══ DATA SUPPLIED ══
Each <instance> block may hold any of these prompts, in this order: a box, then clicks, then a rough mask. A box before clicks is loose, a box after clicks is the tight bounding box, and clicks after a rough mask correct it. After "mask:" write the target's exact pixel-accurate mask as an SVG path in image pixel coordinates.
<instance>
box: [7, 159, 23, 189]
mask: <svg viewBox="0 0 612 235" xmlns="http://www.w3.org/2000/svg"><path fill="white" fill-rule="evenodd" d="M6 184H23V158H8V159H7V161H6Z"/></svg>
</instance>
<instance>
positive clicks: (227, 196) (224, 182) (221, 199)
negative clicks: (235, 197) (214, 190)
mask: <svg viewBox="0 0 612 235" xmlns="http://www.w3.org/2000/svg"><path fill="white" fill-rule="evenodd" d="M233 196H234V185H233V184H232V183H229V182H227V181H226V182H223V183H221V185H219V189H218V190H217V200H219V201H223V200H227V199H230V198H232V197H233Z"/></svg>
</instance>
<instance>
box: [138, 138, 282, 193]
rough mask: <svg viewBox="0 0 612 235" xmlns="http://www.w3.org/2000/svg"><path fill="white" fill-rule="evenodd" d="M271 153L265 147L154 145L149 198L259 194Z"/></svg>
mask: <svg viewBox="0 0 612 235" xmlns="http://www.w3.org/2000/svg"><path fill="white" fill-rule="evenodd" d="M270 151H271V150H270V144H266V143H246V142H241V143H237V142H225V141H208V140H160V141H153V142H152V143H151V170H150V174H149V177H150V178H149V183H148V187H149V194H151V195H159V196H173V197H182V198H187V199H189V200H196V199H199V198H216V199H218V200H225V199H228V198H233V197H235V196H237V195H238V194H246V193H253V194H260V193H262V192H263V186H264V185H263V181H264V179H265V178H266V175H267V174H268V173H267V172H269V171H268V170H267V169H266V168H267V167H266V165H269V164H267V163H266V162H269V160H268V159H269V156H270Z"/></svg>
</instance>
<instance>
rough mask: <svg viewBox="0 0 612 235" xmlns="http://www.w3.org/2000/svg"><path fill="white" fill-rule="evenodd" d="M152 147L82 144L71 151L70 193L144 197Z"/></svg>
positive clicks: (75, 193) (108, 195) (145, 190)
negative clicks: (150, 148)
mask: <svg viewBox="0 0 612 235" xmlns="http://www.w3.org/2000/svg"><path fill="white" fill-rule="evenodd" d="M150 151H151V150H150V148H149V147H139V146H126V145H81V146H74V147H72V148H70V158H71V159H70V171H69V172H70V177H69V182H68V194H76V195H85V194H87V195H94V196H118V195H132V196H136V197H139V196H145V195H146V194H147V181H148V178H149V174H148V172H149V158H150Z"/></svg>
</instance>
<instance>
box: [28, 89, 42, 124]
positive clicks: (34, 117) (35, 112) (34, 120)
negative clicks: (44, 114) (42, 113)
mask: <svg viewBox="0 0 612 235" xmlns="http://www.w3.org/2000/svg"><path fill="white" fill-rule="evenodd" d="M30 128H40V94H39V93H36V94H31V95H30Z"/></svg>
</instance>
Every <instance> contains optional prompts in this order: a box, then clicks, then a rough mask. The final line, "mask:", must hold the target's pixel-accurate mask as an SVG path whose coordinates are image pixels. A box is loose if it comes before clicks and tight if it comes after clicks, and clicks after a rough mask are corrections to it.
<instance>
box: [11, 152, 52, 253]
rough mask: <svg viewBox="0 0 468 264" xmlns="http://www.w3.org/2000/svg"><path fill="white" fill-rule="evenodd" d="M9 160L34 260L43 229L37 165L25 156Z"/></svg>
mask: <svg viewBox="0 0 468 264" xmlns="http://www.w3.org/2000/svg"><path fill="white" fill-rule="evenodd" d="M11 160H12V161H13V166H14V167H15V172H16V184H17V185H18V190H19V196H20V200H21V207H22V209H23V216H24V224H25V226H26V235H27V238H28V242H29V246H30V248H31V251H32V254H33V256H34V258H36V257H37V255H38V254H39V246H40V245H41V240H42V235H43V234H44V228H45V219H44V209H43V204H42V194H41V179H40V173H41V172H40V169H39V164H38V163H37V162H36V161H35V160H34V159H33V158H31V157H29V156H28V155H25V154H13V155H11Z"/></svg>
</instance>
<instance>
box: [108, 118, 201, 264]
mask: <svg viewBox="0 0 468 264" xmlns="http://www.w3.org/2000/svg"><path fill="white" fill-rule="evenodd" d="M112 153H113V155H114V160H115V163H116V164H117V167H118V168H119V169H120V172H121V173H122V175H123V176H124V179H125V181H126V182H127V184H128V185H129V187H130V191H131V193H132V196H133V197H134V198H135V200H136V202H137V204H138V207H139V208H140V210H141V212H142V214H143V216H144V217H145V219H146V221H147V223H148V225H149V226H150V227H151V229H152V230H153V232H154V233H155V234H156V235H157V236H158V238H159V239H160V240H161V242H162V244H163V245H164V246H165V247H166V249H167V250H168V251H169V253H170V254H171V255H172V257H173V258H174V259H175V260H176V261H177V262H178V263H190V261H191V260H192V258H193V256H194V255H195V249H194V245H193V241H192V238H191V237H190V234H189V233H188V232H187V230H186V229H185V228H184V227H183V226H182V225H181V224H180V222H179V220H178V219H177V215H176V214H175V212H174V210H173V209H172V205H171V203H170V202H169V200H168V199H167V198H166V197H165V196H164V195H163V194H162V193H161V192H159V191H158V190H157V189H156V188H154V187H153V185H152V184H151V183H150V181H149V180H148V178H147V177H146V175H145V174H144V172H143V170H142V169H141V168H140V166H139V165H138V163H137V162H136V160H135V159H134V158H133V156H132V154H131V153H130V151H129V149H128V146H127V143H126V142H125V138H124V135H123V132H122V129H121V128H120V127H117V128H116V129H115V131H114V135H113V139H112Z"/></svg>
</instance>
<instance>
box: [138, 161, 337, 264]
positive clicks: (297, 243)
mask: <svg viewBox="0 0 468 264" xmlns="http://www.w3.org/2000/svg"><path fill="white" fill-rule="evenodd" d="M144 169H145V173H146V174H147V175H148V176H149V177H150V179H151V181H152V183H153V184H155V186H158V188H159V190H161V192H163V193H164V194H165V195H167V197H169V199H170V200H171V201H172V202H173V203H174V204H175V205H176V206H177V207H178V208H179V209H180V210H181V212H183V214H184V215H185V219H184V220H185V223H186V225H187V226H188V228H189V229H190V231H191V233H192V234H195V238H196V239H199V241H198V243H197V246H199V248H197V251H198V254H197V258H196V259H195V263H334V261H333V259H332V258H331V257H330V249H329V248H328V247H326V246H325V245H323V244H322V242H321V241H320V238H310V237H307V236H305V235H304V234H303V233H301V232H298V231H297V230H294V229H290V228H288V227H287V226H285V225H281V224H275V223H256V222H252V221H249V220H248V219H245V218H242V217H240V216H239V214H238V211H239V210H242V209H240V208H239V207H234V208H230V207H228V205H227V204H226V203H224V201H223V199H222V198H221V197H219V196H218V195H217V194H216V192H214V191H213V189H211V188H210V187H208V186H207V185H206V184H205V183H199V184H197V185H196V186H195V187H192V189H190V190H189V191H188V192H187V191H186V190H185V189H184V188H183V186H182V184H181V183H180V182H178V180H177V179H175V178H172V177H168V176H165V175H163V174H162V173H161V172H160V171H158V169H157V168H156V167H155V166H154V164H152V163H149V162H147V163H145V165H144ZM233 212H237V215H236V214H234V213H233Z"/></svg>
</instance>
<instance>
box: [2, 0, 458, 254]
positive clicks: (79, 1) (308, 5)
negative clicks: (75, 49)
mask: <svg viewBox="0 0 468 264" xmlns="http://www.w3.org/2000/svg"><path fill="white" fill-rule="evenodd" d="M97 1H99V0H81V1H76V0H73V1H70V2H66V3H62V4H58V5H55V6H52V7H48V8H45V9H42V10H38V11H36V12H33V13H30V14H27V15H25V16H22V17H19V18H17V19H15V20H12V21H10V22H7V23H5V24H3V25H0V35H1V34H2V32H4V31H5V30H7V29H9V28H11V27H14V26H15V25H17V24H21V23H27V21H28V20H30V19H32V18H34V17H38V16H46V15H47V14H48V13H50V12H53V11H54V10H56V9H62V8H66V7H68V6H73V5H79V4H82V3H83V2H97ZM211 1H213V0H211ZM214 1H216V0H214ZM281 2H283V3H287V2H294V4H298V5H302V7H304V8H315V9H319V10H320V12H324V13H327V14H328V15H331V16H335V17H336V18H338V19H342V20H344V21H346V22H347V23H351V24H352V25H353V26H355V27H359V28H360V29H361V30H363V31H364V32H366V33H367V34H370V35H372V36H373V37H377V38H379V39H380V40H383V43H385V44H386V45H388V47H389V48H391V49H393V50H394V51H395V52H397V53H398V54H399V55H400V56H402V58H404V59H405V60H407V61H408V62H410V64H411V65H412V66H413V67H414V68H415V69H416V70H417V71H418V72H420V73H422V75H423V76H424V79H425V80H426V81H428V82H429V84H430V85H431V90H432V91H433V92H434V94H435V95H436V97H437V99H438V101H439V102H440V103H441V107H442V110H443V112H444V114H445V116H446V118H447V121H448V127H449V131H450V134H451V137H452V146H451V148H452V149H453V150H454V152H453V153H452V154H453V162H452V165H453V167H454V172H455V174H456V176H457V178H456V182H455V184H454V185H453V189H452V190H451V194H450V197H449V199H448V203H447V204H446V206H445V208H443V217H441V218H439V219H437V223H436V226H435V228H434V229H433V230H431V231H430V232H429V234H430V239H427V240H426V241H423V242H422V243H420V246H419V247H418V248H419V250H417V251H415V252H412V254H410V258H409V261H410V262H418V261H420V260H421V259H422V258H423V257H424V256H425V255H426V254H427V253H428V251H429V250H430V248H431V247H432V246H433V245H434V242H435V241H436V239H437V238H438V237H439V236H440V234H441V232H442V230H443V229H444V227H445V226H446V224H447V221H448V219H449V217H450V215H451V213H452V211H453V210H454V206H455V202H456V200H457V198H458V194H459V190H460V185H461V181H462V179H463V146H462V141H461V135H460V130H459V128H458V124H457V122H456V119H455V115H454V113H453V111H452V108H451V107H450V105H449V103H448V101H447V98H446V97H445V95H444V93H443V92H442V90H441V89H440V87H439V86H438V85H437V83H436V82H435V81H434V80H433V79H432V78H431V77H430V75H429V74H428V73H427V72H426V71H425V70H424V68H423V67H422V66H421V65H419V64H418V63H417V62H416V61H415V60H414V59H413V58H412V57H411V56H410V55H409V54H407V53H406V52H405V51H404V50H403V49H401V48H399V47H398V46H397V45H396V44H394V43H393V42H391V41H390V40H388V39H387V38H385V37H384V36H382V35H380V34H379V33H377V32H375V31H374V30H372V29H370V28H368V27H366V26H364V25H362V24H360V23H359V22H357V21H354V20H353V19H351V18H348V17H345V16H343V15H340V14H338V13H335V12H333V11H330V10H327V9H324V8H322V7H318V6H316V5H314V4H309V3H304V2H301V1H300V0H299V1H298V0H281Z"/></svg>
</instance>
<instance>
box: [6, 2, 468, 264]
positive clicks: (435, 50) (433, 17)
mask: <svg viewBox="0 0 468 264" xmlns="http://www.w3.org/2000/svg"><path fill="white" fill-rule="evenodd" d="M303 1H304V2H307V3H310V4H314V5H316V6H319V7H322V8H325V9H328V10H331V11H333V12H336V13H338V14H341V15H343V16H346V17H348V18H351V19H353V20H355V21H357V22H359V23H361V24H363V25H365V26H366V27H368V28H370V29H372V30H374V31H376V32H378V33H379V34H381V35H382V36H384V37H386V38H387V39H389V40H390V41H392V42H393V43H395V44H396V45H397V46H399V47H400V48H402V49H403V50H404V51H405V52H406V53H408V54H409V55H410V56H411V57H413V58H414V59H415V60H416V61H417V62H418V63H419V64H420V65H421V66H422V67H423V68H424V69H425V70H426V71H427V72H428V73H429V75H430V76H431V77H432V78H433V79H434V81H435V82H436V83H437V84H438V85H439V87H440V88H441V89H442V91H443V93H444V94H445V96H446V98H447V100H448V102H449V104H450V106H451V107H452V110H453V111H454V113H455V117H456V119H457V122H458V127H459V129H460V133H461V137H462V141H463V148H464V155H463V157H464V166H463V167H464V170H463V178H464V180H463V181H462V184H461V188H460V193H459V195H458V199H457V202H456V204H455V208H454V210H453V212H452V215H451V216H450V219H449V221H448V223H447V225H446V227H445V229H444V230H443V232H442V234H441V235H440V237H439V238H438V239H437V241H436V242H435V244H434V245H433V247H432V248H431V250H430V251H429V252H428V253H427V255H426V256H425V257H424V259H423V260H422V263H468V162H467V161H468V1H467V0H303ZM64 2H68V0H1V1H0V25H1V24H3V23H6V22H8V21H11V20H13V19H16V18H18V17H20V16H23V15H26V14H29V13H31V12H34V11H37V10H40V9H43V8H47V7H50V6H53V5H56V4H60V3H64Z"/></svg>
═══
— REQUIRED ACTION —
All that should be written out is the stretch of lines above between the one holding "box: [7, 159, 23, 189]" and the one holding "positive clicks: (227, 196)", inclusive, exactly as given.

— WRITTEN ANSWER —
box: [7, 159, 23, 189]
mask: <svg viewBox="0 0 612 235" xmlns="http://www.w3.org/2000/svg"><path fill="white" fill-rule="evenodd" d="M6 184H23V158H8V159H7V161H6Z"/></svg>
</instance>
<instance>
positive clicks: (227, 196) (224, 182) (221, 199)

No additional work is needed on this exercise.